====== EXTRACTED INFORMATION ======
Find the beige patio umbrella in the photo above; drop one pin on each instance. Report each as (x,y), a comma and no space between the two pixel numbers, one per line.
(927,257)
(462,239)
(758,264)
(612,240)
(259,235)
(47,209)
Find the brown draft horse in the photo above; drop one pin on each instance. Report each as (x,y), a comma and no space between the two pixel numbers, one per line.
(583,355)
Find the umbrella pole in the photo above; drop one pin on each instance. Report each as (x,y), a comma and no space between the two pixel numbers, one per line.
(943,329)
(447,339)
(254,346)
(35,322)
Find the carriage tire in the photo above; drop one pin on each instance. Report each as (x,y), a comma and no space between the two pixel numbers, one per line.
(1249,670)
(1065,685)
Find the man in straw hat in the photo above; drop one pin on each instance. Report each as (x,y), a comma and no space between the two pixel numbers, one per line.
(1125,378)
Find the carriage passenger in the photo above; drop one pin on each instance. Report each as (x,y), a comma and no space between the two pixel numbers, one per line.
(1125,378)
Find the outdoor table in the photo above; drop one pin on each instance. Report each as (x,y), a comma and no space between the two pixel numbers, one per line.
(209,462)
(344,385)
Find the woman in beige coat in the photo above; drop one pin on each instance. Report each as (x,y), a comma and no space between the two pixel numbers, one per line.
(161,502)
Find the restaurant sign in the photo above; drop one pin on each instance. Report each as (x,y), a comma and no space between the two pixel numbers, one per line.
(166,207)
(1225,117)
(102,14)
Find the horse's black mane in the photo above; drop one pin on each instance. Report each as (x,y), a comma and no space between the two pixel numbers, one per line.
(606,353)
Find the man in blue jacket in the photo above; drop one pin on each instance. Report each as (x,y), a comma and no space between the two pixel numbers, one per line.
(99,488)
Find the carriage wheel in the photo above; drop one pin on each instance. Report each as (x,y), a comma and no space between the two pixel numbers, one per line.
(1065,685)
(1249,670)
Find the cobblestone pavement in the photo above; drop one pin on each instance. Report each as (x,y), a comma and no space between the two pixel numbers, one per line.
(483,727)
======
▶ **WHAT THE TASK ASKS**: Restate every record exactly, leaving nothing out.

▶ **WRITTEN SOLUTION**:
Find the beige patio umbrella in the photo above; drop one pin on each instance. Report each as (x,y), a comma and no space between the two pixel numbers, one per line.
(927,257)
(462,239)
(758,264)
(612,240)
(259,235)
(47,209)
Find the brown draft horse in the photo above; drop one pin on each instance. Report each as (x,y), a comma and no space between the two pixel numbers, one per line.
(583,355)
Find the umbrella pole in the photo above; drop one pin on each instance. Report each as (x,y), a comma and no space between the two pixel numbers, one per line.
(943,329)
(447,339)
(254,346)
(35,322)
Find the carriage tire in the photo above; drop one pin on each instance. Report each as (x,y), a comma and no space between the two pixel numbers, one per line.
(1249,670)
(1065,685)
Find the man in straw hat in the photo above; drop one pin on each instance. Report each as (x,y), a comma and no space between the two pixel numbers, one per line.
(1125,378)
Find the carriage passenger in the photo above; drop one pin on each instance. Report each as (x,y), a comma and no space between the two pixel numbers, one per line.
(1125,378)
Find the outdoor table in the photo above; drop one pin on each instance. Report each as (x,y), a comma and no space between the two pixel numbers, one per line.
(209,462)
(344,385)
Find the woman in beige coat in the photo above; drop one pin on each instance. Report each as (x,y), a comma and no space between the two pixel numbers, one per line.
(161,502)
Find the restaurant sign in the photo above; drop one pin on each instance. Report each as (x,y), a comma and no space between the two pixel numbers, one per line.
(166,207)
(1225,117)
(102,14)
Find the horse's black mane in the photo above; drop one pin on each instance. Report each as (x,y), a comma and no space between the two pixel numbers, one per line.
(606,353)
Find the man in blue jacket in the photo above; drop one pin on each instance. Report each as (x,y), a comma and no space between the two pixel numbers, one per line.
(99,488)
Find the carriage wheel in the photo above; drop one pin on each instance. Report each as (x,y), a comma and no space between the two pixel numbers, one per line.
(1065,685)
(1249,670)
Find the cobblestone pavement in the photo above; drop one pin on each instance. Report each as (x,y), a comma and no space between the two pixel numbers, one per line.
(483,727)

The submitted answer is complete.